--- YOUR INSTRUCTIONS ---
What is the number of lines in the entries that contain "path"? Reply with that number only.

[Stored items]

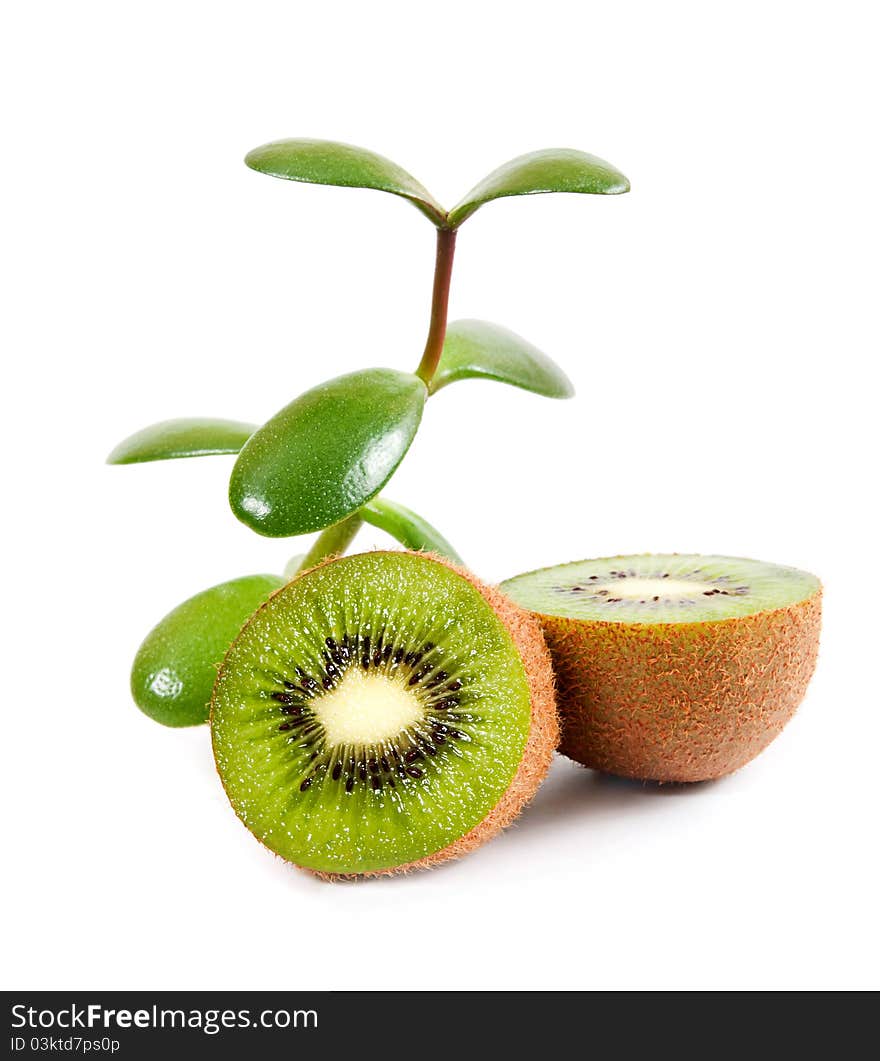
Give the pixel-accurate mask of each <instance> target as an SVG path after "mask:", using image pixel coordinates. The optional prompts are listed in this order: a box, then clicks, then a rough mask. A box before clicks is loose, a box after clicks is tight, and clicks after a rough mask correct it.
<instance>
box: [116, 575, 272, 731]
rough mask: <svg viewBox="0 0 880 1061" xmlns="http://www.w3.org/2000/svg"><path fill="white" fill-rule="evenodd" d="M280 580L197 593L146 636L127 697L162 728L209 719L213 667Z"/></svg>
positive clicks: (246, 579)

--- ANSWER SECTION ---
2